* **Your goal**: All of the data below is to be output without alteration.

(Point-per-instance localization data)

== Segment start ==

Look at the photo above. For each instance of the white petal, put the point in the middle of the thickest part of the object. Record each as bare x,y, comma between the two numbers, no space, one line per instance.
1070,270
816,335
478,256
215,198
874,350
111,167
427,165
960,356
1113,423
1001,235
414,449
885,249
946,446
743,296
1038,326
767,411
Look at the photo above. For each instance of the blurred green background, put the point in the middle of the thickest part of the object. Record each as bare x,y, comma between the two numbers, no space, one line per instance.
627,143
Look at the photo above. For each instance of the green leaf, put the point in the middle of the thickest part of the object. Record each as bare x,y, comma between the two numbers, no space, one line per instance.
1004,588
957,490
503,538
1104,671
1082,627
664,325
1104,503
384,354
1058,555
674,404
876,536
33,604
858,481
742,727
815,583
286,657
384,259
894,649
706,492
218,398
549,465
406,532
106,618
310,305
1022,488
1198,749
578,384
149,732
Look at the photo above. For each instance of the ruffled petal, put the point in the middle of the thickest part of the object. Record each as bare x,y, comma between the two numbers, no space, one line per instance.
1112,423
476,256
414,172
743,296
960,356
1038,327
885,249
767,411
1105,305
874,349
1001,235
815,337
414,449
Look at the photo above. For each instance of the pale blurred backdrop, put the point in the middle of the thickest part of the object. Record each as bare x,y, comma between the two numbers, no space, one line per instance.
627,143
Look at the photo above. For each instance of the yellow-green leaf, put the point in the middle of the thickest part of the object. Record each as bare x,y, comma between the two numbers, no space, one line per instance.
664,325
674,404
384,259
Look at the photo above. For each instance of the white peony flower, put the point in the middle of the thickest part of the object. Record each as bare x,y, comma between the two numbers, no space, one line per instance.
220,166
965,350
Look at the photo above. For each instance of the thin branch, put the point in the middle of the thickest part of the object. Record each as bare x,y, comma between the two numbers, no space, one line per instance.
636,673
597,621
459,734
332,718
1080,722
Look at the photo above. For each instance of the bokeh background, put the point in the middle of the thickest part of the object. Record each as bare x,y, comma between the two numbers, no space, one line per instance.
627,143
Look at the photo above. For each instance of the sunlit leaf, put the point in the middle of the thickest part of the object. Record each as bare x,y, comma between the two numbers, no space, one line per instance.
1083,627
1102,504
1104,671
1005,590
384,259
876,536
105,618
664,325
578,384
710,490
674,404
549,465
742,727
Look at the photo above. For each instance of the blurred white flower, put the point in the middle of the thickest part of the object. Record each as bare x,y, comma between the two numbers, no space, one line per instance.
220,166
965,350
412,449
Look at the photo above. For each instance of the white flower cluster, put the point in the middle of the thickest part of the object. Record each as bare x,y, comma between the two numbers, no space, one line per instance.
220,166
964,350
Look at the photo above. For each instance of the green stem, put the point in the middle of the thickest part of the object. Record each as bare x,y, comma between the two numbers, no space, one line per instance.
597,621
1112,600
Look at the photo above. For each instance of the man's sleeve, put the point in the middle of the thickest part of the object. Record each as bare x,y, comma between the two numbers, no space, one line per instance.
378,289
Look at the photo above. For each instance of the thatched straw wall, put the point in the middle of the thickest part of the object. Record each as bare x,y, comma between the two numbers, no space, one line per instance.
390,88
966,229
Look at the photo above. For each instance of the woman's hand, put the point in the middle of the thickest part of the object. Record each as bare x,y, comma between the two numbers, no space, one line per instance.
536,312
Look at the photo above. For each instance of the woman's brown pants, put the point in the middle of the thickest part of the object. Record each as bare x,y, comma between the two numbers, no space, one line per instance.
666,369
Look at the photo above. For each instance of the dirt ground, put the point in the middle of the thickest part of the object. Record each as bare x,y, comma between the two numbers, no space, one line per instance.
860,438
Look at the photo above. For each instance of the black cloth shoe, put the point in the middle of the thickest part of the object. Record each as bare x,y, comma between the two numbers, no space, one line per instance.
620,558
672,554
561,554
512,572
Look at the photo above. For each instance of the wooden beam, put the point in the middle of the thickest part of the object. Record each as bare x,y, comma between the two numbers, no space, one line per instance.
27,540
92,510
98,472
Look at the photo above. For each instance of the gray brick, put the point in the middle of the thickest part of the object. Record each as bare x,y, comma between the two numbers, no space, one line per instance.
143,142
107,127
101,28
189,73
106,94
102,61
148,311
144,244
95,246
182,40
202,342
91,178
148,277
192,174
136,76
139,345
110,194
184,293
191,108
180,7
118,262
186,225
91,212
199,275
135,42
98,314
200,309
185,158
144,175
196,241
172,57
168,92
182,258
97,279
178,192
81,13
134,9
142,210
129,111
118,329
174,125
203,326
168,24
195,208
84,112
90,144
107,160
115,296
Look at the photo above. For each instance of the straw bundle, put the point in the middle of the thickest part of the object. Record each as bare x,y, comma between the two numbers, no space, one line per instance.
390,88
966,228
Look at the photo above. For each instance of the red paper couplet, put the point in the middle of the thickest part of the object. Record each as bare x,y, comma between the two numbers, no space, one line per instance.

== Segment end ==

* **Written reply**:
Look at the photo above. For each instance of the white petal, put the point in the middle of the thickest part of the object. Record each as bare x,y, comma between the two numbers, no space, one line per instance.
1070,270
816,335
478,256
215,198
874,350
111,167
427,165
960,356
1113,423
1001,235
414,449
885,249
946,446
743,296
1038,326
767,411
Look at the photo above. For each instance of the blurred green background, put the point in the middle of the thickest part of the object. Record each as bare x,y, comma between the two numbers, no space, one line per instance.
627,143
Look at the photo above. For each instance of the green leaf, put the point in the middle of the thickest part of the object. Record each as bare x,y, comma between the two numbers, no space, one line per instance.
1004,588
957,490
503,538
1104,671
1082,627
664,325
1104,503
384,354
1058,555
674,404
876,536
33,604
858,481
742,727
815,583
286,657
384,259
894,649
706,492
218,398
549,465
406,532
106,618
310,305
1022,488
1198,749
578,384
149,732
Look at the photo above. For each instance of the ruffled petal, put the point in the middle of the thickest part of the object. Record each as bare x,y, comma between the two numbers, no space, one line per instance.
1112,423
476,256
414,172
743,296
960,356
1038,327
885,249
767,411
1105,305
874,349
1001,235
815,337
414,449
Look at the photo above. For each instance of the pale blurred backdrop, put the point in the middle of the thickest part of the object. Record each as bare x,y, comma between the two numbers, no space, one line per instance.
627,143
Look at the photo above. For each instance of the yellow-green leaf, put the point in the middle of the thickest part of the object. Record each as bare x,y, comma between the two numbers, no space, one line per instance.
664,325
674,404
384,259
Look at the photo above. For each instance of the white peony flower, put the point in the middle of the thickest part of the object. Record each as bare x,y, comma between the two numbers, no space, one line per instance.
220,166
965,350
Look at the photo above. For each instance of the thin branch, put the point in the middle of the thickest part of the object. Record each as bare x,y, comma between the two numbers, no space, one line per instance.
636,673
597,621
459,734
332,718
1080,722
Look at the photo above. For each instance of the bokeh background, put the point in the middle of the thickest part of the object. Record each as bare x,y, comma between the two numbers, no space, one line per instance.
627,143
Look at the photo above. For each instance of the sunlit leaf, put the point in the middle of the thickest part of the object. Record each as bare x,y, comma between the two numbers, no space, one line per instance.
1083,627
1102,504
1104,671
1005,590
384,259
876,536
105,618
664,325
578,384
710,490
674,404
549,465
742,727
Look at the photo above. For each instance of the blurred white flower, put the point in the middle of the thickest part of the object. Record each as bare x,y, comma between the two numbers, no space, one line per instance.
220,166
965,350
412,449
Look at the photo above. For each instance of the white flower cluster, put the point in the middle of the thickest part of the object. Record each as bare x,y, comma between the two numbers, no space, one line per instance.
220,166
964,350
Look at the photo above. For each instance of the green stem, put the point in the middle of the thickest part of the object. Record each as bare x,y, comma between the two numbers, no space, one line per instance.
597,621
1112,600
Look at the photo above. For each instance of the man's sleeve, put the point in the middle of the thickest part of the object. Record each as bare x,y, comma between the two numbers, no space, one line per instance.
378,289
Look at the photo above. For each instance of the thatched straw wall, put the point in the middle of the thickest part of the object. Record each as bare x,y, comma between the two numbers, no space, one line per instance.
390,88
966,229
Look at the photo above. For each instance of the woman's hand, put the point in the middle of the thickest part of the object. Record each as bare x,y, comma between the two numbers, no space, one line per instance.
536,312
Look at the photo above. For each instance of the woman's brown pants, put the point in the middle of the thickest part of the object. Record each as bare x,y, comma between the two numbers, no space, one line per instance.
666,369
Look at the photo above. For each instance of the dirt ground, put the point in the middle of the thickest part of the object. Record each as bare x,y, comma between the two numbers, no space, one line per instance.
860,438
Look at the photo above. For each instance of the black cloth shoe, put the point in the middle of the thickest part of the object. Record each as bare x,y, comma between the two numbers, no space, one line per instance.
620,558
672,554
561,554
512,572
Look at the photo above. For each instance of the wooden beam, put the point in the middle of the thickest part of the object. Record each as bare x,y, comma between the two numbers, no space, one line per instance.
27,540
92,510
98,472
Look at the photo above. For each instance of the gray brick, put the point in the middle of the thickest part of the object. Record each as bare x,y, comma between the two numbers, no space, one line per instance.
143,142
107,127
101,28
189,73
106,94
102,61
148,311
144,244
95,246
182,40
202,342
91,178
148,277
192,174
136,76
139,345
110,194
184,293
191,108
180,7
118,262
186,225
91,212
199,275
135,42
98,314
200,309
185,158
144,175
196,241
172,57
168,92
182,258
97,279
178,192
81,13
134,9
142,210
129,111
118,329
174,125
203,326
168,24
195,208
84,112
90,144
107,160
115,296
Look at the photo above. For each instance of the straw bundle, put the point in the middle of the thickest part of the object. Record each as bare x,y, comma between the two numbers, no space, one line per instance.
390,88
966,228
Look at the photo above. For each instance of the red paper couplet, put the point in the middle of the thickest part of the object. Record each as bare x,y, comma between the two numbers, no space, one line per instance.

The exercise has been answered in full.